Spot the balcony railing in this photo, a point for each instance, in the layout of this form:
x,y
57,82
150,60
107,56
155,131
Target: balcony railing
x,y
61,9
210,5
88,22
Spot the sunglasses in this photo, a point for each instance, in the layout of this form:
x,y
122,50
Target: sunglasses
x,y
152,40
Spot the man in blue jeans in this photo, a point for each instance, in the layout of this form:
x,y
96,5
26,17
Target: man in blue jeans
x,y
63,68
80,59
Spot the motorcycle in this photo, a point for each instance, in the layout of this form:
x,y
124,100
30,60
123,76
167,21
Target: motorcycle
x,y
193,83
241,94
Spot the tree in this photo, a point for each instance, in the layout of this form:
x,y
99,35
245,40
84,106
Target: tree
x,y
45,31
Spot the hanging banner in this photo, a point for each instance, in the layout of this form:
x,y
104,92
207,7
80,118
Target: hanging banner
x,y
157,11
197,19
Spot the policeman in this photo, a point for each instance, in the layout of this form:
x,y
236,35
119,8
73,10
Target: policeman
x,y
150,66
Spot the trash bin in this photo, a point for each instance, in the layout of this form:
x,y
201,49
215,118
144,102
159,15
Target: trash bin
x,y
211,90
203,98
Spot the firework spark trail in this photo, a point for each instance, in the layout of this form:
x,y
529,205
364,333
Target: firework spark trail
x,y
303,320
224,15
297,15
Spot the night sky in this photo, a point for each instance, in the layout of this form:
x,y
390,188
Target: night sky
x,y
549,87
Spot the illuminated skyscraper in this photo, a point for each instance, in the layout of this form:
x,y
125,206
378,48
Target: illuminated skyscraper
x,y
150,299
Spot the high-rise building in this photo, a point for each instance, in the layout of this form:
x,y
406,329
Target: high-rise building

**WHAT IS REQUIRED:**
Each line of the listing above should be output exactly.

**FINAL RESULT:**
Spot the balcony railing in this photo, a point for each instance, in the layout of this form:
x,y
57,82
150,60
107,56
155,131
Target: balcony railing
x,y
61,9
210,5
88,22
Spot the sunglasses in this photo, a point for each instance, in the layout of this form:
x,y
122,50
Target: sunglasses
x,y
152,40
Spot the man in blue jeans in this photo, a point for each instance, in the layout of this form:
x,y
96,5
26,17
Target: man in blue jeans
x,y
63,68
80,59
Spot the motorcycle in this photo, a point for each instance, in the layout of this form:
x,y
124,100
30,60
123,76
167,21
Target: motorcycle
x,y
193,83
241,94
Spot the tree in this photo, a point for each instance, in the layout of this form:
x,y
99,35
245,40
84,106
Target: tree
x,y
45,31
Spot the hanging banner in this photo, a point for each instance, in the layout of this form:
x,y
104,92
207,7
80,118
Target: hanging banner
x,y
157,11
197,19
Spot the policeman in this photo, a point for each instance, in the layout of this form:
x,y
236,35
119,8
73,10
Target: policeman
x,y
150,66
Spot the trash bin in this photo, a point for each instance, in the layout of this form:
x,y
201,49
215,118
144,102
159,15
Target: trash bin
x,y
211,90
203,98
Spot the firework spark trail in this photo, a point for each instance, in the layout of this form:
x,y
529,205
364,333
Target: firework spark trail
x,y
303,320
224,15
297,15
Spot the night sky in this photo, a point for each instance, in the layout of this form:
x,y
390,188
Target: night sky
x,y
549,87
Spot the illuminated skyscraper in this photo, a point for each instance, in the layout of this form:
x,y
125,206
378,48
Target: illuminated skyscraper
x,y
150,299
Spot the high-rise building in this photo, a point for each instance, in the layout of this form:
x,y
406,329
Target: high-rise building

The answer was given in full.